APPLY WHAT YOU READ =
(a) Answer these questions from the news report:
(i) How old is Jason Seaman?
(ii) What was the class doing when the student shooter came into the classroom?
(iii) In which state does Seaman's brother teach?
(b) Copy the news report from "In a statement" up to and including "earlier on Facebook.".

Teacher credited with disarming student in Noblesville, Indiana school shooting

Sunday, May 27, 2018
Teacher credited with disarming student in Noblesville, Indiana school shooting
Jason Seaman, 29, is a "hero" who tackled the unnamed suspect.

NOBLESVILLE, Ind. -- A teacher is being credited with disarming a student suspected of opening fire at an Indiana middle school.

Jason Seaman, 29, is a "hero" who tackled the unnamed suspect, according to a boy who was in the class and spoke to CNN affiliates WRTV and WXIN.

"If it wasn't for him, more of us could have been injured, for sure," said the boy, whose name and face were not shown. He said the class was taking a science test when the student shooter came into the classroom and fired "four to six" times before Seaman subdued him.

"We could have been killed, anything ... ," the boy said. "Something bad (could have happened) to us."

Seaman, who is from Mahomet, Illinois, and an unnamed female student were hit by bullets and taken to hospitals after the shooting at Noblesville West Middle School in Noblesville, about 25 miles northeast of Indianapolis. The teacher was in good condition, and the girl in critical condition, the Hamilton County Sheriff's Office said Friday night.

Seaman has been released from the hospital, US Rep. Susan Brooks of Indiana said in a video posted to her social media accounts Saturday. Brooks said she had "just met" Seaman.

"Jason Seaman selflessly put himself in harm's way to protect his students and it is because of his heroic actions more students were not hurt," Brooks said.

'He tackled him to the ground'

The shooting occurred shortly after 9 a.m. Friday.

The suspected shooter came into the class and started firing, striking a girl, said the boy, who spoke to TV reporters.

"Mr. Seaman started running at him," the boy said. "He tackled him to the ground. We were all hiding in the back of a classroom behind some desks, then (Seaman) was yelling to call 911, to get out of the building as fast as we could, so we ran (out)."

In a statement Friday evening, Seaman, who teaches seventh grade and coaches football, thanked first responders for the "immediate action and care."

He added, "I want to let everyone know that I was injured but am doing great. To all the students, you are all wonderful and I thank you for your support. You are the reason I teach."

Seaman's mother, Kristi J. Hubly Seaman, posted updates earlier on Facebook.

"Jason is out of surgery and is doing well," she wrote Friday afternoon. "3 shots - 1 through the abdomen, 1 in the hip& 1 in the forearm. PLEASE pray for the student that was also shot."

Seaman's aunt, Brenda Hubly-Sushka, told CNN no one in the family was surprised by his actions.

"That's just what he does," she said. "He's a great kid. Well, he's not a kid anymore."

Seaman's brother is a teacher in Arizona.

[Data extracted from a collection]
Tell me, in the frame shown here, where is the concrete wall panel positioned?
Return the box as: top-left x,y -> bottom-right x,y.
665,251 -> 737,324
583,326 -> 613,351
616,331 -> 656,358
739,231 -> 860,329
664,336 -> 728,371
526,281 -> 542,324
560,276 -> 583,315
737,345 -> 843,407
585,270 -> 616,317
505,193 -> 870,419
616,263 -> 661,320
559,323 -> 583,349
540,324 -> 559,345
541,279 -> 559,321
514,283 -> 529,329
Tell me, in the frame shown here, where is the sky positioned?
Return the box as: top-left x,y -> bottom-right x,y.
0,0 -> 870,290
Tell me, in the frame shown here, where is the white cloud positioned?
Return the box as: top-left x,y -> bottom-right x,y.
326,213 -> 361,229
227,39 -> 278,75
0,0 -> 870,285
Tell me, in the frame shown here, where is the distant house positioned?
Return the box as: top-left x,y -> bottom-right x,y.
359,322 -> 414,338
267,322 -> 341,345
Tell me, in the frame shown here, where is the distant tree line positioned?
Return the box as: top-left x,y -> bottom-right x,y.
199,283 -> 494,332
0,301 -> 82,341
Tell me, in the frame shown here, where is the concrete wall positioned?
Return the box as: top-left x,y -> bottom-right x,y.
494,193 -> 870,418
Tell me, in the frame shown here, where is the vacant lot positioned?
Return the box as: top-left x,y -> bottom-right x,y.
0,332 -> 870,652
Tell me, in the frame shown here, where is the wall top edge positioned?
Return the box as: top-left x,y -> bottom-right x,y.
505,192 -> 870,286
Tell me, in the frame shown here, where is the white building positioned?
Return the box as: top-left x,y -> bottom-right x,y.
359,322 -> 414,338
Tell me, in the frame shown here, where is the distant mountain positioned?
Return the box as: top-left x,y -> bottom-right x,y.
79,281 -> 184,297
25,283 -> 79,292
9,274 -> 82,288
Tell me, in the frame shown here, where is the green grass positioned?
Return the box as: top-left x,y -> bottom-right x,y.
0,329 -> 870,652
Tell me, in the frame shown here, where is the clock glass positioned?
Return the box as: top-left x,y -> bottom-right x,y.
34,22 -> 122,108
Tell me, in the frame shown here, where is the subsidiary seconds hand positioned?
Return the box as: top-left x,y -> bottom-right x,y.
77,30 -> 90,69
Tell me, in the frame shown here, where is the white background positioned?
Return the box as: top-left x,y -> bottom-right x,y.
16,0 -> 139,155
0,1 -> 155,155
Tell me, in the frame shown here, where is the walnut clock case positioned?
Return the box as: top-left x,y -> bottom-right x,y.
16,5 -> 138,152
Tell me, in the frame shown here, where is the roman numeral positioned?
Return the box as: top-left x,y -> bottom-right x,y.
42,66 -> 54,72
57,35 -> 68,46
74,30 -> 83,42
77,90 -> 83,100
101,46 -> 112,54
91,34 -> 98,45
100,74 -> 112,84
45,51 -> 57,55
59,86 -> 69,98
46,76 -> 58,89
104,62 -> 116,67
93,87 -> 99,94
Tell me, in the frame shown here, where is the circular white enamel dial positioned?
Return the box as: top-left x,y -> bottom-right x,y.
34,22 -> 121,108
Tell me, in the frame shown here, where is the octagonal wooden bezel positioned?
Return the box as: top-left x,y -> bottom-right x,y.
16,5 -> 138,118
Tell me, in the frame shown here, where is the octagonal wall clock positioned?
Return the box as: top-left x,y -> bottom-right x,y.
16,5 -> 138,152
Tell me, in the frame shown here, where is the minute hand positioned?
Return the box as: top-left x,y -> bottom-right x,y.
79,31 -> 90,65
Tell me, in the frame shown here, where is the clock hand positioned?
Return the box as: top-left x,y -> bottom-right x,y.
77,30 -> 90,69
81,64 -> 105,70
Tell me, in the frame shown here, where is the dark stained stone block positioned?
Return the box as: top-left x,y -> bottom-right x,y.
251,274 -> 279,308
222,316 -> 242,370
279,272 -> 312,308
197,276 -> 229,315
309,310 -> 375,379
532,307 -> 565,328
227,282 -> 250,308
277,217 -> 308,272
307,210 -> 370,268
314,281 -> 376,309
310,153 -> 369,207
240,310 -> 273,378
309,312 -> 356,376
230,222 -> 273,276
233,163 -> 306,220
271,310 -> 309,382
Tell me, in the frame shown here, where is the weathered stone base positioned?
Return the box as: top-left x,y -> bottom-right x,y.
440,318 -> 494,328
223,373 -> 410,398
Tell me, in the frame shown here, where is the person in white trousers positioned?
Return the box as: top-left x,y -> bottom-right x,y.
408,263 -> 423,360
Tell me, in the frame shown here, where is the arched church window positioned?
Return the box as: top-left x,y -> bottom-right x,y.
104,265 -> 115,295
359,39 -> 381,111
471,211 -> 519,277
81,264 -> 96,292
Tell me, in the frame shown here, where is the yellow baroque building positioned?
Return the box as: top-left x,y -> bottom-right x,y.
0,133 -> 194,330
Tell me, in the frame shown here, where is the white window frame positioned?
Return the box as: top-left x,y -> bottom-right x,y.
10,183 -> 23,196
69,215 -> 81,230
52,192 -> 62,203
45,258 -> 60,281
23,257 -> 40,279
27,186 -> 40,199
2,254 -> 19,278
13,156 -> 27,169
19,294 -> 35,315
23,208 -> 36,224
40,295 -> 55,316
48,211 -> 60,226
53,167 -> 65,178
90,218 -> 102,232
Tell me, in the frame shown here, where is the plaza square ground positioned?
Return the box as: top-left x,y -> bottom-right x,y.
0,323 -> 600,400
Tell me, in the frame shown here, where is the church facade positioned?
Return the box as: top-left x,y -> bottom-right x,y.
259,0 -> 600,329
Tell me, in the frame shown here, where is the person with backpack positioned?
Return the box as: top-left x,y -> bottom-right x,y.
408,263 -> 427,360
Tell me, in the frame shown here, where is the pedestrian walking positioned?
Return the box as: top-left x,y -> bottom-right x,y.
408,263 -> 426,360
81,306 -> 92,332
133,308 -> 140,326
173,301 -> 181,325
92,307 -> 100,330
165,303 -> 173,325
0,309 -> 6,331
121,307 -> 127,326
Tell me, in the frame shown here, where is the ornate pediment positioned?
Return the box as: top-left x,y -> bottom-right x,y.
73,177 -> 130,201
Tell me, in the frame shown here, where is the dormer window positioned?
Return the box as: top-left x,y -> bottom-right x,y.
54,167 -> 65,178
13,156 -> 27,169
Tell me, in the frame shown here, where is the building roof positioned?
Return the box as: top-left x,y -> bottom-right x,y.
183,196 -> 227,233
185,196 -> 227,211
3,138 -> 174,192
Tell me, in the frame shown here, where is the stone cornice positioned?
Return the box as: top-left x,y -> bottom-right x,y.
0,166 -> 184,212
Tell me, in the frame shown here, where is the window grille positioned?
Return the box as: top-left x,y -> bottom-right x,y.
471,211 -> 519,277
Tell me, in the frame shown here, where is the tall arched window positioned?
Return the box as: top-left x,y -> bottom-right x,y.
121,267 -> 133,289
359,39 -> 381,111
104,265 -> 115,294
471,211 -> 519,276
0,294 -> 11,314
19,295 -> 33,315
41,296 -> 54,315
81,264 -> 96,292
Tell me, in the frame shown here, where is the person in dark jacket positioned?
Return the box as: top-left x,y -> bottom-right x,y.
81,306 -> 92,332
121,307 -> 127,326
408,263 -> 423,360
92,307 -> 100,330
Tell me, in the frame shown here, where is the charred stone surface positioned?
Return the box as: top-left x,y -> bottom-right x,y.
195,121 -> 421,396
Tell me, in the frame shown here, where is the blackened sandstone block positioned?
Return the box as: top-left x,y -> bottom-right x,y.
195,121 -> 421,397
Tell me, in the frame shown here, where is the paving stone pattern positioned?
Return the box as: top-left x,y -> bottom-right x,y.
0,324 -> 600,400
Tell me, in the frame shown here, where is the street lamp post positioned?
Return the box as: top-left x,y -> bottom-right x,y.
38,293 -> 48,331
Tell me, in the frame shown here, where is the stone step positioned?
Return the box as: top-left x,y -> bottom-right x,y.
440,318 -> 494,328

PER-TASK OUTPUTS =
(a)
(i) 29
(ii) Taking a science test
(iii) Arizona

(b)
In a statement Friday evening, Seaman, who teaches seventh grade and coaches football, thanked first responders for the "immediate action and care."

He added, "I want to let everyone know that I was injured but am doing great. To all the students, you are all wonderful and I thank you for your support. You are the reason I teach."

Seaman's mother, Kristi J. Hubly Seaman, posted updates earlier on Facebook.